* Extract
▼
Medical Device Preclinical Regulatory Pathway: 510(k), De Novo & PMA Explained
Bringing a medical device from concept to clinical use is rarely a straight line. The medical device preclinical regulatory pathway is the structured sequence of laboratory, bench, and in some cases animal investigations that generate the evidence regulators need to authorize a device for human use. It is the bridge between an engineering prototype and a marketable product, translating design intent into documented safety and performance.
For manufacturers, early planning of this pathway is not optional. The risk classification of the device, the intended clinical claims, and the target jurisdictions all shape what tests are required, in what order, and under what quality system. Treating preclinical strategy as an afterthought typically leads to repeated studies, regulatory hold letters, and significant time-to-market delays — outcomes that careful upfront mapping can largely prevent.
Expert Insight from BIOTECH FARM Ltd.
The most costly preclinical failures we observe are not scientific failures — they are planning failures. Developers who integrate regulatory strategy into design controls from day one consistently reach submission faster and with fewer surprises. Identifying your target pathway, predicate, and key study endpoints before a single prototype is tested is the single highest-return investment in any medical device program.
▲
* Work instruction
In the overview above, why is early planning of the preclinical pathway not optional for manufacturers? Answer in one to three sentences.

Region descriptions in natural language
▼
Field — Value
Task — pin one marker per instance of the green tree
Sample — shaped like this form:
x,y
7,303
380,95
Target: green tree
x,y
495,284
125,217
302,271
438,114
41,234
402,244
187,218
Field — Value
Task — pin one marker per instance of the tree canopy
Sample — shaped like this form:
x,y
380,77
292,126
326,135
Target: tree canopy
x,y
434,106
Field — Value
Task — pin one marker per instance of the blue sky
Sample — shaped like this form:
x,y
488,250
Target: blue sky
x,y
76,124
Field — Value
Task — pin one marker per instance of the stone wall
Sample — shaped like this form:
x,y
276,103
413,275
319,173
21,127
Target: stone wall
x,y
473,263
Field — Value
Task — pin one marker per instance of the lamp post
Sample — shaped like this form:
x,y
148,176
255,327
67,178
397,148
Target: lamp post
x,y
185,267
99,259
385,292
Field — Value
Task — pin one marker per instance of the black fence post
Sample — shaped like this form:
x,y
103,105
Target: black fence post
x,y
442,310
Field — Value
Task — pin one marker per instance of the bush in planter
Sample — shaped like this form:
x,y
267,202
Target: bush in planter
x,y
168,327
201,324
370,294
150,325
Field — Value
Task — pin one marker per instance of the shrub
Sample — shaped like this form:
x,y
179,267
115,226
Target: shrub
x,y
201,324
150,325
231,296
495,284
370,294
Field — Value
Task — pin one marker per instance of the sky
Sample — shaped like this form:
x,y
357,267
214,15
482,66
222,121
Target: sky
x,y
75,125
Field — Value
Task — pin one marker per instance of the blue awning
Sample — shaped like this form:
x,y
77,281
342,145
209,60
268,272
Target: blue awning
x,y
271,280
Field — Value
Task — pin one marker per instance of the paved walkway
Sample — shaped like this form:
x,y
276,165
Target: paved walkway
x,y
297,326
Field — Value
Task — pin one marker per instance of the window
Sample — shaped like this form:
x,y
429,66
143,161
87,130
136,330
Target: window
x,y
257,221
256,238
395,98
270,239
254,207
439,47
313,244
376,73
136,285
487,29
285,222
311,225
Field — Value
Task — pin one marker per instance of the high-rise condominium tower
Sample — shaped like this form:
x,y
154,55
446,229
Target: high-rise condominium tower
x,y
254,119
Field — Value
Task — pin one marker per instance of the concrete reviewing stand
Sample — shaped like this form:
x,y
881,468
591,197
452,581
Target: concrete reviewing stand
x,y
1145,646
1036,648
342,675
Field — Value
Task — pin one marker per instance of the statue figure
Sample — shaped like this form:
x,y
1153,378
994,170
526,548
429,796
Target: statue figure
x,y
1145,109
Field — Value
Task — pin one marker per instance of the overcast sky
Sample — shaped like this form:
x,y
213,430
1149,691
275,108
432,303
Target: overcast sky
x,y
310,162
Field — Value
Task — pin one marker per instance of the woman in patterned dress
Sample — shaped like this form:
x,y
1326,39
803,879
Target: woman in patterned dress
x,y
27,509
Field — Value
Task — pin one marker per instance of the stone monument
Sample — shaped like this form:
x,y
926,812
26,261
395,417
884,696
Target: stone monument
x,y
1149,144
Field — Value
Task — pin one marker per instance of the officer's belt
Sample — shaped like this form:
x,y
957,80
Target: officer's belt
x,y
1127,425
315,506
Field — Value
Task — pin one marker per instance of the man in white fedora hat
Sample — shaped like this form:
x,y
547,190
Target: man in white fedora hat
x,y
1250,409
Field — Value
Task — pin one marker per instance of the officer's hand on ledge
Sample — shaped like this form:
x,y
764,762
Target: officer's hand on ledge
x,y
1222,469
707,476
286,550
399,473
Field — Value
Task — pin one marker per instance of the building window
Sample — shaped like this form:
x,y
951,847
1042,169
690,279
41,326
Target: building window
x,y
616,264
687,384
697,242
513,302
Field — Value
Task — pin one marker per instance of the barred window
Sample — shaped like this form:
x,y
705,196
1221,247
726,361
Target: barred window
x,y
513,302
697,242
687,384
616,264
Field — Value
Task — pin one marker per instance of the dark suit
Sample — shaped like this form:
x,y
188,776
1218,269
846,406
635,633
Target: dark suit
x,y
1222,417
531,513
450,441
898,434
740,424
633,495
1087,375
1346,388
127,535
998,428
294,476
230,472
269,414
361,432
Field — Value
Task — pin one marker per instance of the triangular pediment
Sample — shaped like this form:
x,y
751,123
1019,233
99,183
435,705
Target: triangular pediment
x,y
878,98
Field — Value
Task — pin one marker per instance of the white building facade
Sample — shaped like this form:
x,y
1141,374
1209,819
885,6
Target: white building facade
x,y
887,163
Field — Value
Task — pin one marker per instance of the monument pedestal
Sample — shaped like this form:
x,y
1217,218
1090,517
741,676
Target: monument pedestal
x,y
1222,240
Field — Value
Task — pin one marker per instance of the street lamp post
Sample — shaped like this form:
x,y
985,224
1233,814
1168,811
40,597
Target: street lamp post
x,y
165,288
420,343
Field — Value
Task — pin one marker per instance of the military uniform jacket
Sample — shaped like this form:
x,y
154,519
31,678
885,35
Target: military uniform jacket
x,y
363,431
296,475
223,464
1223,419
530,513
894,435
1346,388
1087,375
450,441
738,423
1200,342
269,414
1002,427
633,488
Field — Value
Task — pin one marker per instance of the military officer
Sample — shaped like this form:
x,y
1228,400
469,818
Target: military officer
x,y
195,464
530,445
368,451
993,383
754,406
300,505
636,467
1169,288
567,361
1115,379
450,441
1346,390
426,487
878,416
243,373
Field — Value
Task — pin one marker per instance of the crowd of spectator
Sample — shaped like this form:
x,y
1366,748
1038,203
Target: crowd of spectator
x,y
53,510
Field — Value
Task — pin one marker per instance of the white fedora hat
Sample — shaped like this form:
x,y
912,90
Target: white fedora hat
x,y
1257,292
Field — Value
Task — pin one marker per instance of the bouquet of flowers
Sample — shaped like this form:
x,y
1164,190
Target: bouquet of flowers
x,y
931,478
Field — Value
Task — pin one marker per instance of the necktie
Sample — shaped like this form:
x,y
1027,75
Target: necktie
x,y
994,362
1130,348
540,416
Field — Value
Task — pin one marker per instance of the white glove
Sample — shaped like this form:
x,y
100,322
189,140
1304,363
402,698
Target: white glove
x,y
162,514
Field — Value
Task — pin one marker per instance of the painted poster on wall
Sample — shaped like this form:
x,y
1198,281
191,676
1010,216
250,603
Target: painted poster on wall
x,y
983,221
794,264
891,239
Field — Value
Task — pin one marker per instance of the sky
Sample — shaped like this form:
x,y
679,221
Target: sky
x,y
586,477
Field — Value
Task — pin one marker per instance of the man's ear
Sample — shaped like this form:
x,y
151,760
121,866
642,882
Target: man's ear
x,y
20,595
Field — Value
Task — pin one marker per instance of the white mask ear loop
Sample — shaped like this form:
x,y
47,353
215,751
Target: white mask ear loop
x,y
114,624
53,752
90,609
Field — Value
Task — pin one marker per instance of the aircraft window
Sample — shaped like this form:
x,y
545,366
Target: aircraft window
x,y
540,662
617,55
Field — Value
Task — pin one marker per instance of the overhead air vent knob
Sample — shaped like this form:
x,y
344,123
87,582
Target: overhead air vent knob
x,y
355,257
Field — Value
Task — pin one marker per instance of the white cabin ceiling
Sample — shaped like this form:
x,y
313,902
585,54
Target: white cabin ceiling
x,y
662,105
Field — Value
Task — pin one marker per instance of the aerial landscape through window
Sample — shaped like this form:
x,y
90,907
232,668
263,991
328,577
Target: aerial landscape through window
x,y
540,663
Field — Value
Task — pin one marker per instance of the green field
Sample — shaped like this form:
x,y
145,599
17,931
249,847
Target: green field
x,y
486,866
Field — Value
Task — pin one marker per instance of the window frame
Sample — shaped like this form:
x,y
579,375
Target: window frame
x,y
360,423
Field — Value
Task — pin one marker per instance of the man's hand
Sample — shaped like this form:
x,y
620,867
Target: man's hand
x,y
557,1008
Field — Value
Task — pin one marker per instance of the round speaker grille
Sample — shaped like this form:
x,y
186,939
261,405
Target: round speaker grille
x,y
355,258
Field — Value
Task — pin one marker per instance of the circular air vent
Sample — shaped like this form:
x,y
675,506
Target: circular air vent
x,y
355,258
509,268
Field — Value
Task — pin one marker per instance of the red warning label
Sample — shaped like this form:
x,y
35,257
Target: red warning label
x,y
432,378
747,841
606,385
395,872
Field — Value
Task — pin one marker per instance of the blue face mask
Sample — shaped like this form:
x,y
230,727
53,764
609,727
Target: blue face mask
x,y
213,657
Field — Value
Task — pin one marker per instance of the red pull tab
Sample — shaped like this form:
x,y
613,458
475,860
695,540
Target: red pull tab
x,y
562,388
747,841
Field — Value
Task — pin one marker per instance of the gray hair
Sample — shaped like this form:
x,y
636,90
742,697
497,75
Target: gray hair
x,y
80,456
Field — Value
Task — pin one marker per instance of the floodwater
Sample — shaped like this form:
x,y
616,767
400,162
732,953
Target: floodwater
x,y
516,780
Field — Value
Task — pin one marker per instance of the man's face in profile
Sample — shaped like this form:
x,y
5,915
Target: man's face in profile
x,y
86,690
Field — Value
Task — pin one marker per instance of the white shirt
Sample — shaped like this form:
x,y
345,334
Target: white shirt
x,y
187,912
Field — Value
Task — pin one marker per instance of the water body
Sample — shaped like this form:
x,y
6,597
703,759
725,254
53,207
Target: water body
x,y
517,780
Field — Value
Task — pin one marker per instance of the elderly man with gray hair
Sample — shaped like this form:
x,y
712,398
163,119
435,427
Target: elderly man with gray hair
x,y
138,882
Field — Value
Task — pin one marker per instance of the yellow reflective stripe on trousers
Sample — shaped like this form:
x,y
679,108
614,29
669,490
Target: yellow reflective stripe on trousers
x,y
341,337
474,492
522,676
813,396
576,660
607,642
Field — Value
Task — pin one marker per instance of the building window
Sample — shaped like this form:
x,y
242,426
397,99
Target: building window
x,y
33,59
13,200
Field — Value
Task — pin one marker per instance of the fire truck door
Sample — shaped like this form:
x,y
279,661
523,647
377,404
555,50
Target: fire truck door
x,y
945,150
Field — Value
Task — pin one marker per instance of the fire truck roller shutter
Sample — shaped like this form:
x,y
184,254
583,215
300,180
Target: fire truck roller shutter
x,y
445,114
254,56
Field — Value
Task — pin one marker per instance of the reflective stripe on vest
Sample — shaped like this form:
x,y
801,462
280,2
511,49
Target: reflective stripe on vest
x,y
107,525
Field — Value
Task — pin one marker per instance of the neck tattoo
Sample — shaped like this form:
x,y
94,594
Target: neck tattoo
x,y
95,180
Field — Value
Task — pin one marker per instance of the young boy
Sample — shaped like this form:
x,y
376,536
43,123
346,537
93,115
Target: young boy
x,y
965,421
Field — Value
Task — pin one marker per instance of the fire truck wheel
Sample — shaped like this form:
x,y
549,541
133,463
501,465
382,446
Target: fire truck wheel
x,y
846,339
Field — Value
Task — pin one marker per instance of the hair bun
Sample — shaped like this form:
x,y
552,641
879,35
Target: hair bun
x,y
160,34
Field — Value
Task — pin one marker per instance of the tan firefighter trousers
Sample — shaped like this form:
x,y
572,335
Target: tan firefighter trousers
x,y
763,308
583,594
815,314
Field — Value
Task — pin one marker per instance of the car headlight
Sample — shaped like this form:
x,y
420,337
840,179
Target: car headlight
▲
* Written response
The device's risk classification, intended clinical claims, and target jurisdictions all determine which tests are required, in what order, and under what quality system. Treating preclinical strategy as an afterthought typically leads to repeated studies, regulatory hold letters, and significant time-to-market delays, which careful upfront mapping can largely prevent.